TASK DESCRIPTION ->
Could you turn the paragraph of the family immigration detention article that begins "Until June, only one small" into a short list that keeps its main facts?

PROVIDED TEXT ->

Karnes County
Pictured: A U.S. immigrant detention facility in rural Karnes County, Texas, about 60 miles southeast of San Antonio. Reuters/Jim Forsyth

U.S. Republican lawmakers grilled Homeland Security Secretary Jeh Johnson on immigration this week over President Barack Obama’s immigration executive actions in a prelude to escalating backlash following the president’s moves. But while Johnson defended the legality of deportation relief for millions of undocumented immigrants, he also brandished the other major part of the executive action: strengthened border security, enhanced by an expansion of immigration detention centers.

This month, the Department of Homeland Security is set to open the country’s largest-ever family detention facility in Dilley, Texas, targeted at families crossing the southern border illegally. The administration greatly expanded family detentions after the number of children and family units coming into the country, many of whom were fleeing violence in Guatemala, Honduras and El Salvador, spiked over the summer. In June alone, 16,329 family units were apprehended. But by August, that figure fell to 3,295 and has continued to drop off. Nevertheless, Johnson indicated plans to expand U.S. family detentions in the coming months in case those numbers rise again.

“I believe that added detention capability on the southern border, and some disagree with me, is essential to border security,” Johnson said during his testimony Tuesday.

Immigration detention has long rankled immigration advocates, who cite poor conditions, mistreatment of immigrants and denial of due process in many facilities. But family detention has been a particularly prickly subject, especially for those who remember swirling abuse allegations over the T. Don Hutto family detention center in Texas, which prompted authorities to shut it down in 2009 and largely halt the practice of family detention until this year.

For some, the revival of family detention symbolizes the disconnect between the Obama administration’s leniency toward undocumented immigrant families inside the U.S. and increased crackdown on families crossing the border illegally. “There’s a real discrepancy between this approach to look tough at the border for the folks who are coming in, but to be compassionate for the folks who are already here,” Mark Noferi, enforcement fellow at the American Immigration Council, said. “It seems like there’s an attempt to separate those two issues. But of course many of the folks who are coming here have families who are already here.”

Before this summer, Central American family units caught by Border Patrol agents would generally be released with a notice to appear in court. But Johnson began authorizing new detention facilities for these families in part to dissuade more people from arriving.

“If you come here illegally, and don’t have a legal basis to stay under our laws, we will send you back,” he said in July. When the migration numbers began to fall in August and September, Johnson credited detentions in part for contributing to the slowdown. But some analysts have said the shift is seasonal, and downplay detentions possible deterrence factor. “If someone’s fleeing for their life, it’d be very hard to deter them,” Noferi said.

Until June, only one small, 85-bed family detention facility was in operation in Leesport, Pennsylvania. Since then, the Department of Homeland Security has opened three additional facilities: the 700-bed center in Artesia, New Mexico, a 532-bed center in Karnes County, Texas, and finally, the 2,400-bed facility in Dilley, Texas.

GIVEN DATA ->
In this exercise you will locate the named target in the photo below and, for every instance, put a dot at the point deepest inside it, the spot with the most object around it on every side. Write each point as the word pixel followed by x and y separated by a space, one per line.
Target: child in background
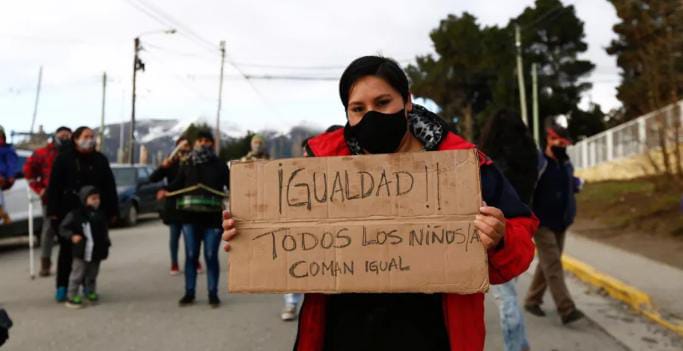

ANSWER IN FULL ->
- Until June: only one small family detention facility operated, with 85 beds, in Leesport, Pennsylvania.
- Since then, the Department of Homeland Security has opened three more:
  - Artesia, New Mexico: 700 beds
  - Karnes County, Texas: 532 beds
  - Dilley, Texas: 2,400 beds